» STATED TASK 1: In the guide to Making Tax Digital for Income Tax, what does the qualifying income threshold drop to from 6 April 2027?
» STATED TASK 2: From the guide to Making Tax Digital for Income Tax, copy the part that opens with the words containing "This is Making" and closes with "apply to you?".

» SELECTED EXTRACT:
* begin *

Making Tax Digital for Income Tax 2026: The Complete Guide for UK Sole Traders
If you're a sole trader or landlord earning over £50,000 a year, your tax life is about to change in a way it hasn't changed in decades.
From 6 April 2026, the old way of doing Self Assessment — one annual return, submitted between January and the deadline panic — is gone. In its place: four quarterly updates to HMRC, plus a final declaration. All of it digital. No paper. No spreadsheets without bridging software. No "I'll sort it out at year-end."
This is Making Tax Digital for Income Tax (MTD ITSA), and it's the biggest shift in UK self-assessment in over twenty years.
The good news: if you prepare properly, MTD is genuinely better than the old system. You'll know your tax position throughout the year instead of getting blindsided every January. The bad news: if you don't prepare, you'll be scrambling in July 2026 to figure out three months of transactions before the first quarterly deadline — and from 2027, missed deadlines start costing you money.
This guide covers everything you need to know: who's affected, what's changing, what the deadlines are, what the penalties look like, and what you should be doing right now to get ready.
Who actually has to do this?
Let's start with the question that matters most: does this apply to you?
MTD ITSA is being rolled out in three phases based on qualifying income:
- From 6 April 2026: Sole traders and landlords with qualifying income over £50,000
- From 6 April 2027: Threshold drops to £30,000
- From 6 April 2028: Threshold drops to £20,000
The critical word here is qualifying income, not profit. This trips a lot of people up.
Qualifying income means gross receipts — your total turnover from self-employment and/or UK property income, before any expenses are deducted. So if you're a freelance designer who invoiced £55,000 last year and spent £20,000 on subcontractors, software, and travel, your qualifying income is £55,000, not £35,000. You're in scope from April 2026.
If you have multiple income streams, they get added together. A sole trader with £29,000 in trading income and £22,000 in rental income has £51,000 in qualifying income — also in scope.

* end *

(Data extracted from a collection)

* begin *

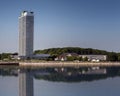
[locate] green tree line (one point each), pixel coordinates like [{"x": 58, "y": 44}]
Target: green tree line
[{"x": 111, "y": 56}]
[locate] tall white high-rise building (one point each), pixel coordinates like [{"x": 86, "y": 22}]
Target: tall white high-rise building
[{"x": 26, "y": 32}]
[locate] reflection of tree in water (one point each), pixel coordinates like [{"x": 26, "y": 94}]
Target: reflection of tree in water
[
  {"x": 25, "y": 82},
  {"x": 63, "y": 74},
  {"x": 76, "y": 75}
]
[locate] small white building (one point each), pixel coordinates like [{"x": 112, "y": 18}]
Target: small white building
[{"x": 95, "y": 58}]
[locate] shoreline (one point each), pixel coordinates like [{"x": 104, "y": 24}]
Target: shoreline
[{"x": 54, "y": 64}]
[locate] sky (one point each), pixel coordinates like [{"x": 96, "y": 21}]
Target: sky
[{"x": 63, "y": 23}]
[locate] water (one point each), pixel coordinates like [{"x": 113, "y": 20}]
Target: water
[{"x": 58, "y": 82}]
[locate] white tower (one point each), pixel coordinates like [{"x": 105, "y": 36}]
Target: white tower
[{"x": 26, "y": 32}]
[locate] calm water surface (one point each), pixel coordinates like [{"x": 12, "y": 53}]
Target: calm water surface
[{"x": 21, "y": 82}]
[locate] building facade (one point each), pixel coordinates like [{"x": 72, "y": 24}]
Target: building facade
[{"x": 26, "y": 32}]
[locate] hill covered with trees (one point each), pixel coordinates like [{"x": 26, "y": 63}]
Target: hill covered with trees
[{"x": 111, "y": 56}]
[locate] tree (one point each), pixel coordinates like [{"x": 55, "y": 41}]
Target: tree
[
  {"x": 85, "y": 59},
  {"x": 112, "y": 57}
]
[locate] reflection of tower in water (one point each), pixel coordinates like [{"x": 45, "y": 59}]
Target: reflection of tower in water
[{"x": 25, "y": 83}]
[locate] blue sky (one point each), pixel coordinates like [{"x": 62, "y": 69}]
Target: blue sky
[{"x": 63, "y": 23}]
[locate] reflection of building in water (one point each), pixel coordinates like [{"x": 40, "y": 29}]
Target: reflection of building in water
[{"x": 25, "y": 83}]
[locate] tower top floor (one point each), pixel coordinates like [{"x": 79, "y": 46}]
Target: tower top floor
[{"x": 26, "y": 13}]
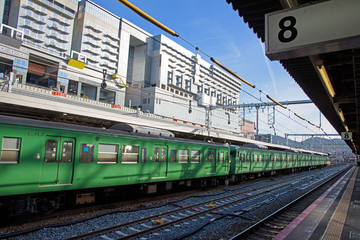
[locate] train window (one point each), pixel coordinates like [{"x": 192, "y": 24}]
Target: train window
[
  {"x": 173, "y": 155},
  {"x": 67, "y": 151},
  {"x": 86, "y": 153},
  {"x": 10, "y": 150},
  {"x": 183, "y": 156},
  {"x": 156, "y": 154},
  {"x": 107, "y": 153},
  {"x": 51, "y": 150},
  {"x": 144, "y": 155},
  {"x": 221, "y": 157},
  {"x": 195, "y": 156},
  {"x": 130, "y": 154},
  {"x": 211, "y": 156}
]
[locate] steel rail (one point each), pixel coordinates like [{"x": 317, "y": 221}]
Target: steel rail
[{"x": 247, "y": 230}]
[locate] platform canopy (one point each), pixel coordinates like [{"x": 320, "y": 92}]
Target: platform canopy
[{"x": 318, "y": 43}]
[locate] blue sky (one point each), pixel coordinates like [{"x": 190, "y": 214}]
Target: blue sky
[{"x": 217, "y": 30}]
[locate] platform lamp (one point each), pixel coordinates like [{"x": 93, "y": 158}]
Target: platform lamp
[{"x": 326, "y": 80}]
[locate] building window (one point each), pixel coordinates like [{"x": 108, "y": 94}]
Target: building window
[
  {"x": 88, "y": 91},
  {"x": 73, "y": 87},
  {"x": 130, "y": 154},
  {"x": 10, "y": 150},
  {"x": 107, "y": 96},
  {"x": 179, "y": 81},
  {"x": 107, "y": 153},
  {"x": 188, "y": 85},
  {"x": 170, "y": 77}
]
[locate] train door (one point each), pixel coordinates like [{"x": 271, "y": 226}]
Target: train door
[
  {"x": 57, "y": 167},
  {"x": 160, "y": 155}
]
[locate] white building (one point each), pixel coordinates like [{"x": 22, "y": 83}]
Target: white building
[{"x": 142, "y": 71}]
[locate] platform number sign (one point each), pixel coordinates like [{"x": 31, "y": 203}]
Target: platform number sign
[
  {"x": 321, "y": 27},
  {"x": 288, "y": 32},
  {"x": 346, "y": 135}
]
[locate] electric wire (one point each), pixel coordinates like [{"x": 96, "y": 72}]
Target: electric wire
[
  {"x": 172, "y": 32},
  {"x": 198, "y": 49}
]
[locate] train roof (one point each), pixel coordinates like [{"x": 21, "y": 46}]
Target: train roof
[
  {"x": 293, "y": 150},
  {"x": 80, "y": 128}
]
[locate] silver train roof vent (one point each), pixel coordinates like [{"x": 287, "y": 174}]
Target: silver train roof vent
[{"x": 142, "y": 130}]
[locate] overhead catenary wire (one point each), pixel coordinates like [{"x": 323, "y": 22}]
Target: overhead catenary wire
[
  {"x": 174, "y": 33},
  {"x": 170, "y": 31}
]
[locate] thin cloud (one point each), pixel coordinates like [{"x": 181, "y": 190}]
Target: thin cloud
[{"x": 271, "y": 72}]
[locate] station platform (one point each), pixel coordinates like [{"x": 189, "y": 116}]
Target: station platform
[{"x": 334, "y": 215}]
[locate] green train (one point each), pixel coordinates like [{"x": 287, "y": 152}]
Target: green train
[{"x": 44, "y": 165}]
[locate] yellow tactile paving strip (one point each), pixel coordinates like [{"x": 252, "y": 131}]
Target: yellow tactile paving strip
[{"x": 337, "y": 221}]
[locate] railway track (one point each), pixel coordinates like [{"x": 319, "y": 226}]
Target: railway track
[
  {"x": 272, "y": 224},
  {"x": 196, "y": 215}
]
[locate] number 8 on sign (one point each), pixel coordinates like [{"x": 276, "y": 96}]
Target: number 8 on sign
[{"x": 290, "y": 27}]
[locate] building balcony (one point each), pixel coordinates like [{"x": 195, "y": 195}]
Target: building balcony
[
  {"x": 58, "y": 7},
  {"x": 94, "y": 36},
  {"x": 92, "y": 51},
  {"x": 92, "y": 43},
  {"x": 93, "y": 59},
  {"x": 108, "y": 65},
  {"x": 111, "y": 36},
  {"x": 92, "y": 27},
  {"x": 111, "y": 43},
  {"x": 111, "y": 58}
]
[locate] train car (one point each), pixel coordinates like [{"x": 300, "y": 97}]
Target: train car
[
  {"x": 43, "y": 163},
  {"x": 249, "y": 162}
]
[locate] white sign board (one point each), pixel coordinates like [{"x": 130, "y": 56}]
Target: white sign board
[
  {"x": 346, "y": 135},
  {"x": 313, "y": 29}
]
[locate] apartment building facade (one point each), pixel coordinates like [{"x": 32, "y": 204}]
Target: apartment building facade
[{"x": 123, "y": 66}]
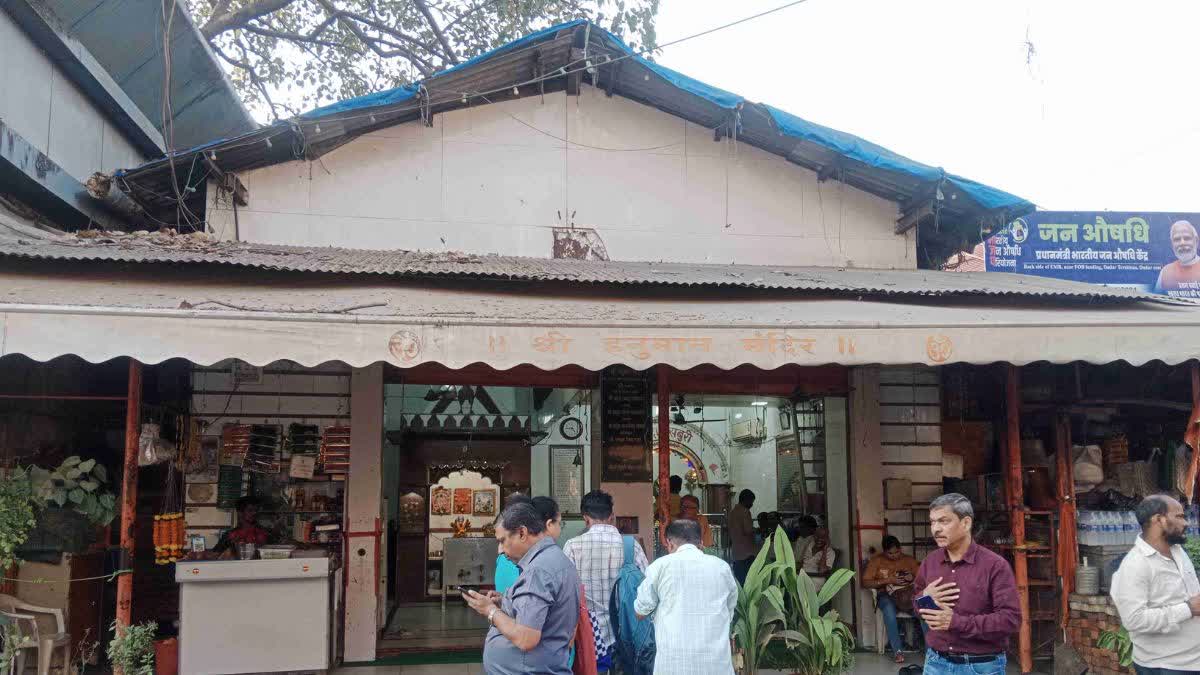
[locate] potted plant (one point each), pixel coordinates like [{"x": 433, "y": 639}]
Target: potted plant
[
  {"x": 16, "y": 515},
  {"x": 1119, "y": 643},
  {"x": 131, "y": 651},
  {"x": 779, "y": 621}
]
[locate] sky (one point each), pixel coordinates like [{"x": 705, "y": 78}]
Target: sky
[{"x": 1102, "y": 113}]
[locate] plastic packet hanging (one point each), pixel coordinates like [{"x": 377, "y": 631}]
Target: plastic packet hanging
[{"x": 153, "y": 448}]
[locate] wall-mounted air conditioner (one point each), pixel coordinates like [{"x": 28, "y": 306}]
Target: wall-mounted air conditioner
[{"x": 748, "y": 431}]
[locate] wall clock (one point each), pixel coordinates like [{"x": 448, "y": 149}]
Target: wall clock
[{"x": 570, "y": 428}]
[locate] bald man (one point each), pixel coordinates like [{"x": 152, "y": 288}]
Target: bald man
[{"x": 1185, "y": 269}]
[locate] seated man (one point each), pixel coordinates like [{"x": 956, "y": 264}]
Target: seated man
[
  {"x": 820, "y": 555},
  {"x": 891, "y": 573},
  {"x": 820, "y": 559},
  {"x": 689, "y": 509},
  {"x": 804, "y": 529}
]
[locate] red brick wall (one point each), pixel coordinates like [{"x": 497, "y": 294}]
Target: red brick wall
[{"x": 1090, "y": 616}]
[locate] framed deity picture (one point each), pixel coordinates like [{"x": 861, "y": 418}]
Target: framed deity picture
[
  {"x": 485, "y": 502},
  {"x": 439, "y": 501},
  {"x": 411, "y": 519},
  {"x": 462, "y": 501}
]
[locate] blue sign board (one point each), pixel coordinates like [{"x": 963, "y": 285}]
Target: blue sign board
[{"x": 1152, "y": 251}]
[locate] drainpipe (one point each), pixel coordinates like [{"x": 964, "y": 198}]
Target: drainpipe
[
  {"x": 129, "y": 495},
  {"x": 664, "y": 509},
  {"x": 1066, "y": 485},
  {"x": 1017, "y": 512}
]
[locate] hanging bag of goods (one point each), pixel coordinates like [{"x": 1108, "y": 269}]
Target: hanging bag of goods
[
  {"x": 335, "y": 451},
  {"x": 263, "y": 452},
  {"x": 153, "y": 448}
]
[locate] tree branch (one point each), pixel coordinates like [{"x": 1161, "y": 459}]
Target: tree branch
[
  {"x": 229, "y": 21},
  {"x": 433, "y": 25},
  {"x": 349, "y": 21},
  {"x": 289, "y": 36},
  {"x": 250, "y": 72}
]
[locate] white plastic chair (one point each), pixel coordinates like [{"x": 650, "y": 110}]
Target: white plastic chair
[
  {"x": 23, "y": 616},
  {"x": 881, "y": 632}
]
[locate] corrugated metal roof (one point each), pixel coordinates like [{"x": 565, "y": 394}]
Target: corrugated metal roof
[
  {"x": 207, "y": 317},
  {"x": 199, "y": 250}
]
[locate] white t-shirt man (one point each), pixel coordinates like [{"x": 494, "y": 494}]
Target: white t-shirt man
[{"x": 1151, "y": 592}]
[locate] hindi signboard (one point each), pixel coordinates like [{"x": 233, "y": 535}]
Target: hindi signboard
[
  {"x": 1151, "y": 251},
  {"x": 625, "y": 424}
]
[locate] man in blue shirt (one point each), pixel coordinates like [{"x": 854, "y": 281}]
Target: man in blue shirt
[{"x": 533, "y": 622}]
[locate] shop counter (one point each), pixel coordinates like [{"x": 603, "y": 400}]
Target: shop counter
[{"x": 257, "y": 615}]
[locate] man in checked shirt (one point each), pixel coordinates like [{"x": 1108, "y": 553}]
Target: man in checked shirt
[{"x": 598, "y": 554}]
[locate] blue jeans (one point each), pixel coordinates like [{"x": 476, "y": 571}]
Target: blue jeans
[
  {"x": 937, "y": 665},
  {"x": 887, "y": 605}
]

* end *

» EXPECTED OUTPUT 1: £30,000

» EXPECTED OUTPUT 2:
This is Making Tax Digital for Income Tax (MTD ITSA), and it's the biggest shift in UK self-assessment in over twenty years.
The good news: if you prepare properly, MTD is genuinely better than the old system. You'll know your tax position throughout the year instead of getting blindsided every January. The bad news: if you don't prepare, you'll be scrambling in July 2026 to figure out three months of transactions before the first quarterly deadline — and from 2027, missed deadlines start costing you money.
This guide covers everything you need to know: who's affected, what's changing, what the deadlines are, what the penalties look like, and what you should be doing right now to get ready.
Who actually has to do this?
Let's start with the question that matters most: does this apply to you?